**Exercise description:** Write out the following lines word for word, keeping every character unchanged.
───── Data supplied
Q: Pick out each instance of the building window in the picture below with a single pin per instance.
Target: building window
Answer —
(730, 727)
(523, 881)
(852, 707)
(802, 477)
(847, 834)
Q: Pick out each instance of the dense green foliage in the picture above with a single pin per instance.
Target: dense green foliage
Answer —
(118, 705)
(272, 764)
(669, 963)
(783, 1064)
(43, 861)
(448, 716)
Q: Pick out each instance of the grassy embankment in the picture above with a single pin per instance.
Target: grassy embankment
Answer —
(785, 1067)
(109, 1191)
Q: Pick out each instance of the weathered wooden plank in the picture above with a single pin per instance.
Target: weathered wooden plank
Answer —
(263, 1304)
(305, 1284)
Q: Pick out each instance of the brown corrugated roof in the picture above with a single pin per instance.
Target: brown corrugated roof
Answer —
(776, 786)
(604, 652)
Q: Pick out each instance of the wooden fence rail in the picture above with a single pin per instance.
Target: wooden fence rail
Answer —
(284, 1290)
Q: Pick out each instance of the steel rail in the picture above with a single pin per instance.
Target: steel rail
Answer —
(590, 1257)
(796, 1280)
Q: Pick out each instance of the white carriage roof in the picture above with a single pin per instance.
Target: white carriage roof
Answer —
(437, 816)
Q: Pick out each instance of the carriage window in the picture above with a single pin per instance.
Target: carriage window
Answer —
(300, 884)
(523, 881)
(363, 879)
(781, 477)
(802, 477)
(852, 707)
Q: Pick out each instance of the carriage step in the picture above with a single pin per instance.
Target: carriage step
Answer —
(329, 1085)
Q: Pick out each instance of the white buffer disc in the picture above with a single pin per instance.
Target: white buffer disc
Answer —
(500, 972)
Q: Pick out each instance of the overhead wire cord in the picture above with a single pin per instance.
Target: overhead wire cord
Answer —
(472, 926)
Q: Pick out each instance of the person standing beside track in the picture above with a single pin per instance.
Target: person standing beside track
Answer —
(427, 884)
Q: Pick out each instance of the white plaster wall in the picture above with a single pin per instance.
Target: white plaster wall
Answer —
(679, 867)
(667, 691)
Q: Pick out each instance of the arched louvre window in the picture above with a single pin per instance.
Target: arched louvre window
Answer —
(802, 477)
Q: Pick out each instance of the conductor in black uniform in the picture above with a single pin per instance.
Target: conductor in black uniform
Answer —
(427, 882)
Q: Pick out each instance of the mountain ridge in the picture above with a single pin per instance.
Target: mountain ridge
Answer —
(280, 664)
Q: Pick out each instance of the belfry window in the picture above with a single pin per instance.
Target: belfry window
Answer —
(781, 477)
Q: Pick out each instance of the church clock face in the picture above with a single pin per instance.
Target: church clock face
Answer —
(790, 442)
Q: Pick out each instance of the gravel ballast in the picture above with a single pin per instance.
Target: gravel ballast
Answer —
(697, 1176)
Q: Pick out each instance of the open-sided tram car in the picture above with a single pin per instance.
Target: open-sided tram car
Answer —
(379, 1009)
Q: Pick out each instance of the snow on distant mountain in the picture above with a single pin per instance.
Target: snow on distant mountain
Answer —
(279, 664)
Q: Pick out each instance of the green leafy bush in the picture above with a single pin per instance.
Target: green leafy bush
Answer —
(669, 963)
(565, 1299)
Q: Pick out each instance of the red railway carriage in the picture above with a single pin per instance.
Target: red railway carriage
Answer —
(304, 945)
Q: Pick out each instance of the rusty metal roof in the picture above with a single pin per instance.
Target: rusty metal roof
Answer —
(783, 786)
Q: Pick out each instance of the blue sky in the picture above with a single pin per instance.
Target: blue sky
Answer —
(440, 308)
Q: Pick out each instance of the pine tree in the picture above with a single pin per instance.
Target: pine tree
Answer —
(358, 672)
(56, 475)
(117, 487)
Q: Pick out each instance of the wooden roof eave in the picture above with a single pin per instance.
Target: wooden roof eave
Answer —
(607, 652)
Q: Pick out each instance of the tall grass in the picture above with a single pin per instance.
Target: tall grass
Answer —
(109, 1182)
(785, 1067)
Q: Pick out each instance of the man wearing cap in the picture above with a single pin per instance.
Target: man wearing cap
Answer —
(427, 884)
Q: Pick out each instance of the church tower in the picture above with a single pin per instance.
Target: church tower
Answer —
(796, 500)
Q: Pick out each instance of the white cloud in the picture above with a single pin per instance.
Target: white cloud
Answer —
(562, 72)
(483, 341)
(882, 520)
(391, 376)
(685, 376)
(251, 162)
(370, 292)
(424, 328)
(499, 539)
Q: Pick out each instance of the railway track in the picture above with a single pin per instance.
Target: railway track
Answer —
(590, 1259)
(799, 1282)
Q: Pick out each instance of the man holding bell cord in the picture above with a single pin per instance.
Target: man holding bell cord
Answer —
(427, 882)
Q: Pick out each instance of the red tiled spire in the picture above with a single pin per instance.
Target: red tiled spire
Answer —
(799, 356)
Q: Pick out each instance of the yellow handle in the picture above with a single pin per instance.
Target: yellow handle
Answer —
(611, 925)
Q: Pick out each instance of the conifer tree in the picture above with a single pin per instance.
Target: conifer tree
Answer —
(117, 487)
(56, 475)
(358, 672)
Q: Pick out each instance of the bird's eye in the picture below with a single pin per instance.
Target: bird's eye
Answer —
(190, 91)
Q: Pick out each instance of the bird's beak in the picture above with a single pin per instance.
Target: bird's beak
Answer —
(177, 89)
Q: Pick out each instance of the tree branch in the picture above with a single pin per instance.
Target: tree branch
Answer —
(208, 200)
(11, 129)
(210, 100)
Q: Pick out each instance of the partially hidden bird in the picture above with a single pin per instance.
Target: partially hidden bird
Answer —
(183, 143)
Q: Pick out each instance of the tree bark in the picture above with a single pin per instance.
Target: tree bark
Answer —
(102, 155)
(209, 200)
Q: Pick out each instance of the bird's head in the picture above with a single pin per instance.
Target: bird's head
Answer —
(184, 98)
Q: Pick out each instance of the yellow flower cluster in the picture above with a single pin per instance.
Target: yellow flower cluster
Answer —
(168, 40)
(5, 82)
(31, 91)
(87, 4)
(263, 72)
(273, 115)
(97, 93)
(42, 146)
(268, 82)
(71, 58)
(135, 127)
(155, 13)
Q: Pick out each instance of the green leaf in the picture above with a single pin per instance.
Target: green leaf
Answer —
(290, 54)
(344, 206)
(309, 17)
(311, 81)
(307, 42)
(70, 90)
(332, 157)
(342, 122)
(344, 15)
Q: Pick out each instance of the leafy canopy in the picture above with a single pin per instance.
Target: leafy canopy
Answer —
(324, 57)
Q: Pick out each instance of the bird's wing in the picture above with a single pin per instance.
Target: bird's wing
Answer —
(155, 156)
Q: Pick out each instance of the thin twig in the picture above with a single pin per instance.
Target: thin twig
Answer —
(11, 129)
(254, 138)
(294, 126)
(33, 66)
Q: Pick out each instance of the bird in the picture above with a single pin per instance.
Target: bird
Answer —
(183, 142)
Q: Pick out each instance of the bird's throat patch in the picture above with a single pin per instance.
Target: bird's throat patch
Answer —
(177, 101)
──────────
**Full answer:**
Q: Pick out each instance of the building window in the picture below with a single pin per instance.
Target: building window
Answer —
(730, 727)
(523, 881)
(852, 707)
(802, 477)
(847, 834)
Q: Pick out each instance of the dense green foliage in the picture above with a single pin per instance.
Target: dense green foliage
Answer —
(118, 705)
(272, 764)
(669, 963)
(783, 1064)
(43, 861)
(448, 716)
Q: Pick out each instance of the grassy embankment in the picture above with a single pin per instance.
Target: grassy embankment
Answer —
(785, 1067)
(109, 1191)
Q: Pick out each instance of the weathered wooden plank in the picture above with a single pin per instance.
Target: weathered wooden plank
Answer —
(263, 1304)
(305, 1284)
Q: Pick out each instance of the brown corrugated roof in the picture above with a single pin per instance.
Target: brown corrugated roof
Answer —
(776, 786)
(604, 652)
Q: Pick out each instance of the wooden fence rail in the picture above with a single pin per instance.
Target: wooden fence rail
Answer —
(284, 1290)
Q: Pick out each instance of the steel rail in the picture above with a single pin per instance.
Target: steel rail
Answer —
(590, 1257)
(796, 1280)
Q: Pick out each instance of the white carriage roof in the picture above with a single pin per instance.
Target: white carriage roof
Answer —
(437, 816)
Q: Pick out each instance of the carriage window in the picture above with a single pin per instance.
Target: carriage window
Answer —
(300, 884)
(523, 881)
(363, 879)
(781, 477)
(802, 477)
(852, 707)
Q: Pick out each instance of the carriage step in the picture above with a single pin per instance.
Target: carriage step
Answer —
(329, 1085)
Q: Pick out each instance of the white buffer disc in the picture above with a single pin per instance.
Target: white buffer disc
Answer —
(500, 972)
Q: Pick out each instance of the overhead wire cord in the picture above with a single pin per instance.
Target: overhead wire cord
Answer —
(472, 926)
Q: Pick out each instance of the person standing beside track in the picture above with a single pin per instance.
Target: person standing beside track
Answer —
(427, 884)
Q: Pick out each instance of the white plaster wall in the picture above with a single pin per instance.
Target: white plaster wall
Answer —
(679, 867)
(667, 691)
Q: Pick out each instance of the arched louvre window in the picture above with a single pin per instance.
Target: arched louvre window
Answer —
(802, 477)
Q: Pick out each instance of the conductor in black uniform in the picture above with a single pin per instance.
Target: conductor in black uniform
Answer —
(427, 882)
Q: Pick out each instance of the mountain ridge in the picture above with a single pin per instance.
Target: mountain ridge
Answer —
(280, 664)
Q: Pick out each instance of the belfry window in the picture above with a single pin per instance.
Target: belfry window
Answer —
(781, 477)
Q: Pick out each instance of the church clock face in the picture above with a single pin per instance.
Target: church clock face
Answer —
(790, 442)
Q: Pick out each instance of the gravel ballast in the picture above with a single pin per instance.
Target: gravel ballast
Answer —
(697, 1176)
Q: Pick out each instance of the open-sided tram car in the picture above with a single pin per instance.
Target: open-sided tram car
Answer —
(379, 1009)
Q: Pick out each instance of the snow on distant mountain in the picture above with a single pin per instance.
Target: snow on distant mountain
Answer —
(279, 664)
Q: Pick out each instance of the green leafy bush in the picture above with a single pin per instance.
Target: green leafy bush
Answer —
(669, 963)
(565, 1299)
Q: Pick out each instance of the red railway carriage in the picture above with a single pin per instance.
Target: red railway carriage
Answer —
(304, 945)
Q: Pick out each instance of the rusty metal roof in the picture above with a single pin per instance.
Target: rusty metal roof
Answer —
(783, 786)
Q: Pick out each instance of the blue sky in the picture above with a single pin per instance.
Target: blue sky
Answer —
(440, 308)
Q: Pick out each instance of the pine tree in the picture above with a single pin per instance.
Target: pine tree
Answer —
(358, 672)
(56, 475)
(117, 487)
Q: Pick out each instance of the wooden roof eave in the picture above with a single pin per instance.
Target: wooden roof eave
Answer —
(607, 652)
Q: Pick out each instance of the tall grass in the picture above with a single pin per instance.
Target: tall grass
Answer —
(109, 1182)
(785, 1067)
Q: Pick out each instance of the man wearing cap in the picture above with a single pin per instance.
Target: man wearing cap
Answer —
(427, 884)
Q: Pick out each instance of the church tower in the picture above with a single pin per instance.
Target: church tower
Answer —
(796, 500)
Q: Pick out each instance of the white cloud in the picture above with a single pin per instance.
Target: white cloud
Answer —
(562, 72)
(483, 341)
(882, 520)
(391, 376)
(685, 376)
(251, 162)
(370, 292)
(424, 328)
(499, 539)
Q: Pick out each instance of the railway track in the picture above with a single pin per instance.
Target: railway track
Answer —
(590, 1259)
(799, 1282)
Q: Pick out each instance of the man holding bell cord in the picture above with a single pin per instance.
Target: man holding bell cord
Answer —
(427, 882)
Q: Pick out each instance of the red tiled spire in the picture above with a single pin per instance.
Target: red tiled spire
Answer —
(799, 356)
Q: Pick out each instance of the yellow handle in the picture above with a single pin per instance.
Target: yellow handle
Answer —
(611, 925)
Q: Pick out each instance of the conifer tree in the picture above with a single pin per instance.
Target: conifer tree
Answer —
(117, 487)
(56, 475)
(358, 672)
Q: Pick out each instance of the bird's eye in the picture below with a single pin per instance.
Target: bird's eye
Answer —
(190, 91)
Q: Pick out each instance of the bird's beak in the picture above with a single pin per instance.
Target: bird's beak
Answer —
(177, 89)
Q: Pick out each instance of the tree branch in the picture above with a single pin per instance.
Target: tree branch
Answer —
(208, 200)
(11, 129)
(210, 100)
Q: Pick out each instance of the partially hidden bird in the picture above with a single pin per instance.
Target: partially hidden bird
Answer —
(183, 143)
Q: Pick out each instance of the tree bark in the picture above with a single pin per instance.
Target: tree bark
Answer —
(102, 155)
(209, 200)
Q: Pick out each instance of the bird's head in the picture above with a single pin per instance.
Target: bird's head
Answer —
(184, 98)
Q: Pick out each instance of the yellow flower cluster in the picture above with a single pin per instance.
Target: yellow flower cluster
Answer —
(168, 40)
(5, 82)
(31, 91)
(87, 4)
(263, 72)
(273, 115)
(97, 93)
(42, 146)
(268, 82)
(71, 58)
(135, 127)
(155, 13)
Q: Pick out each instance of the green leaf in the picture above with a single pin per instance.
Target: green leaf
Answer —
(290, 54)
(344, 206)
(309, 17)
(311, 81)
(307, 42)
(70, 90)
(332, 157)
(342, 122)
(344, 15)
Q: Pick out each instance of the leafy canopy in the picture above with a single pin per instance.
Target: leafy canopy
Answer —
(324, 57)
Q: Pick out each instance of the bird's wing in the picture above with a single pin per instance.
Target: bird's wing
Answer —
(155, 156)
Q: Pick out each instance of the thin twig in the picture above with a single pin per instance.
Target: thin twig
Answer —
(11, 129)
(254, 138)
(294, 126)
(33, 66)
Q: Pick out each instance of the bird in the picture above with a single pin per instance.
Target: bird
Answer —
(183, 142)
Q: Pick out each instance of the bird's throat patch in the picture above with a single pin per instance.
Target: bird's throat patch
Answer —
(177, 101)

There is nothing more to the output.